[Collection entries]

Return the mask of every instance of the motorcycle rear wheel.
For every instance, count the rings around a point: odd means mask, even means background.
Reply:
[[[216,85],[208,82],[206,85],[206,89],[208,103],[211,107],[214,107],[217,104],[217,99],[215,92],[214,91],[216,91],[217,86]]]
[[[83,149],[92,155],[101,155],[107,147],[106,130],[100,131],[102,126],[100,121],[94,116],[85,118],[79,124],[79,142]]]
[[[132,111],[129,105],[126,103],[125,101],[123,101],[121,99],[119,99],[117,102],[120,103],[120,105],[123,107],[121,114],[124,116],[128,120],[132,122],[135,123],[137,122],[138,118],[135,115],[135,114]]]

THE PROBLEM
Render the entries above as a two-column CSV with the headers "request" and "answer" and one row for each request. Place each request's text and its answer in a single quoted field, with line breaks replaced by spaces.

THE RESPONSE
request,answer
"Return the mask of every instance of the motorcycle rear wheel. For every instance, count the rings around a point: odd means mask, even means background. Reply:","[[[216,85],[208,82],[206,85],[206,89],[208,103],[211,107],[214,107],[217,104],[217,99],[215,92],[214,91],[216,91],[217,86]]] [[[83,149],[92,155],[101,155],[107,147],[106,130],[100,131],[102,126],[100,121],[94,116],[85,118],[79,124],[79,142]]] [[[132,111],[129,105],[126,103],[125,101],[123,101],[121,99],[119,99],[117,102],[120,103],[120,105],[123,107],[121,114],[124,116],[128,120],[132,122],[135,123],[137,122],[138,118],[135,115],[135,114]]]"